══ The input ══

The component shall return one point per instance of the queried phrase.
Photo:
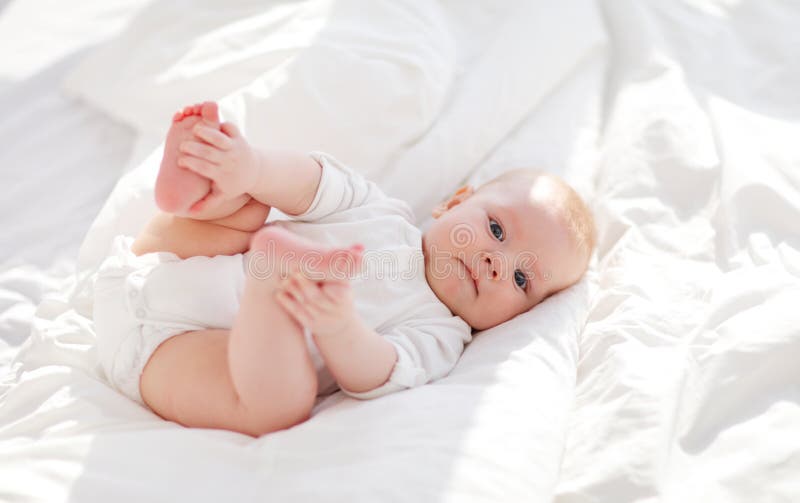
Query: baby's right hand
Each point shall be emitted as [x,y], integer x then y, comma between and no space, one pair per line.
[223,156]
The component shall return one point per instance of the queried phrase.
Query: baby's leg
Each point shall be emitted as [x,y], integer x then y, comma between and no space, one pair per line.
[258,377]
[178,189]
[187,237]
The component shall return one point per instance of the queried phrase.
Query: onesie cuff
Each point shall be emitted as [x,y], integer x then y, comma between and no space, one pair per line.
[331,184]
[405,375]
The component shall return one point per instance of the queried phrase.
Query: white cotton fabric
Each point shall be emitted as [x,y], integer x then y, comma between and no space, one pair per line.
[141,301]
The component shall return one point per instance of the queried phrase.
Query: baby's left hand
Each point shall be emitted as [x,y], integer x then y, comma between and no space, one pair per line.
[326,308]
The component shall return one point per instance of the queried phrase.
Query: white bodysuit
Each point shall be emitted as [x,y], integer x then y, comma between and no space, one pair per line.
[141,301]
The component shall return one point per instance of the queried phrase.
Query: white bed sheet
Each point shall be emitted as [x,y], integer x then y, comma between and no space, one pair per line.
[687,384]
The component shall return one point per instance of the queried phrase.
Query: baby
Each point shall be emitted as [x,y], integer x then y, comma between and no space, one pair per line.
[213,319]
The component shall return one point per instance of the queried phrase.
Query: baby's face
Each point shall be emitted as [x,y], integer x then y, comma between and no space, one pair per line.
[495,253]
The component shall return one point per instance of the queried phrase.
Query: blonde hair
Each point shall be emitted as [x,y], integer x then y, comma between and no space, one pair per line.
[570,206]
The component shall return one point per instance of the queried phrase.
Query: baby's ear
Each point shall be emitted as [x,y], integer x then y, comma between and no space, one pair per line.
[460,195]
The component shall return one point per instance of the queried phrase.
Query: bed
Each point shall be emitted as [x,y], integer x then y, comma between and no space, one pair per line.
[669,373]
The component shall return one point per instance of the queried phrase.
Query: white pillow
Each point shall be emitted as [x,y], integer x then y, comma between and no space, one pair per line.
[359,79]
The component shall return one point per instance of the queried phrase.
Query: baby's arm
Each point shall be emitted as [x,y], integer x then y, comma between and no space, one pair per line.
[357,357]
[282,179]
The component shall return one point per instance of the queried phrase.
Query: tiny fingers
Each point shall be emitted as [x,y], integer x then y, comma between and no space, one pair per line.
[213,137]
[294,308]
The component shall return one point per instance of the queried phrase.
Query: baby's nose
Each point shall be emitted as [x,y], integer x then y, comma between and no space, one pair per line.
[494,266]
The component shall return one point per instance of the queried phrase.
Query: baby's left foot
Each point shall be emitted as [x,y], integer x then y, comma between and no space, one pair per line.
[177,188]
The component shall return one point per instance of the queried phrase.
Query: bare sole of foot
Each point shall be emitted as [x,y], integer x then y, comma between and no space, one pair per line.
[274,251]
[177,188]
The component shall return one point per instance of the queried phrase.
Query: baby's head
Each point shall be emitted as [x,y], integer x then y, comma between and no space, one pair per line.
[495,252]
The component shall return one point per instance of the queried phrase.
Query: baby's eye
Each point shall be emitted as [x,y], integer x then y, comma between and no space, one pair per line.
[497,231]
[520,279]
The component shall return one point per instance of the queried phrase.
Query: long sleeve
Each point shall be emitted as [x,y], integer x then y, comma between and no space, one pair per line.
[426,350]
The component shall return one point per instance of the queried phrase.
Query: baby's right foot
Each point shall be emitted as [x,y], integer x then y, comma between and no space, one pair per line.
[177,188]
[275,252]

═══

Retype the records exactly. Any image in them should not appear in what you write.

The component shall return one point per instance of the queried phrase.
Photo:
Query: baby's right hand
Each point shall be emitted as [x,y], integer x then y, comma between and no space, one pair per line.
[223,156]
The component shall return one point per instance of the queried phrase.
Query: baby's leg
Each point shall be emitted as [x,y], integer x then y, comma between and no space, one pair per line.
[258,377]
[178,189]
[187,237]
The component shall return one point per instance of the queried phrase.
Query: onesie cuff
Each point shall be emitted as [x,y], integer x then y, comma between and no space, one pair per line.
[331,184]
[405,375]
The component shall return one point per instance of the queried phrase.
Query: white cotton fabric
Each point shall be emitted as [x,y], integer x then y, comma between and no space, one pair per line.
[141,301]
The component shall return one point per instance of the queried phrase.
Query: baby's left hand
Each point shall be emitted as [x,y], integer x then y, comma between and no space, one pair per line.
[326,308]
The component shall return one point per instance of the queried phrase.
Query: white bodysuit
Each point shall be emitted as [x,y], integer x then y, comma between and no space, one pair per line.
[141,301]
The component shall return one point per instance of the queried phrase.
Query: white bed sheet
Each point shall be emitted as [x,y], integer x then y, comma between and no space, one pair per line.
[687,384]
The component shall return one point per instance of the queried phrase.
Query: baby
Each point shall be emitted as [x,y], integer x then y, comma between and no space, one pair per line.
[213,319]
The component shall return one point per instance of the queried phrase.
Query: baby's face
Each point shall be emitted as [x,y], integer x then y, comma between and no space, one pair per line.
[495,253]
The component shall return one point per instance of the queried phrase.
Query: blonde hair
Each point shall be emitted as [x,y], integer x then y, comma between and no space, one pair per line.
[570,206]
The component shall return one point per instance of the queried phrase.
Query: baby's ear
Each point shall be emitted as [x,y], integer x then y, comma between and no space, one pair per line.
[460,195]
The component shall return one point per instance of the queried phrase.
Query: bed
Each point shall be emitted as [x,y], integer x then y, comma between and no space, one pair per line.
[669,373]
The component shall return one point per instance of the queried phrase.
Query: white pillow
Each point shall be emitted as [x,y], integer x then y, comma between and no space, one pair per line.
[359,79]
The component shall return one point per instance of the queried phrase.
Query: baby's arm
Each point shall be emitted as [x,y], integer x then y, comma between and no space, one pair per line.
[357,357]
[282,179]
The component shall return one point per instance of the queried phrase.
Query: tiny fingers
Each point shall be emitted as [x,y], integer x then y, comma between and no space, one pair per line.
[213,137]
[294,308]
The component shall return one point per instance of the queried phrase.
Query: baby's nose
Each point shall be emitted as [x,y], integer x then y, comma between and no space, one pair per line.
[494,266]
The component shall return one point per instance of the queried phrase.
Query: baby's left foot
Each point shall be emitted as [x,y], integer x then y, comma between and no space, one pair per line.
[177,188]
The component shall return one point per instance of the queried phrase.
Query: bare sole of foot
Each point shall be emitted as [x,y], integer x then y, comma between and no space, one pair per line.
[274,251]
[177,188]
The component shall return one point per instance of the queried phrase.
Query: baby's head
Each point shall be emitted as [x,y], integer x then y, comma between and no space, one pair per line.
[495,252]
The component shall return one point per instance of the queried phrase.
Query: baby's eye
Each point shall be emitted as [x,y], integer x then y, comma between and no space, one pair per line.
[497,231]
[520,279]
The component shall return one point per instance of the queried phrase.
Query: long sleeve
Each point shall be emitted as [x,y], integer x then y, comma between and no space, one pair per line.
[426,350]
The component shall return one point per instance of the queried phrase.
Query: baby's right foot
Each point shall be emitted as [x,y], integer x then y, comma between and no space, one pair per line.
[177,188]
[275,252]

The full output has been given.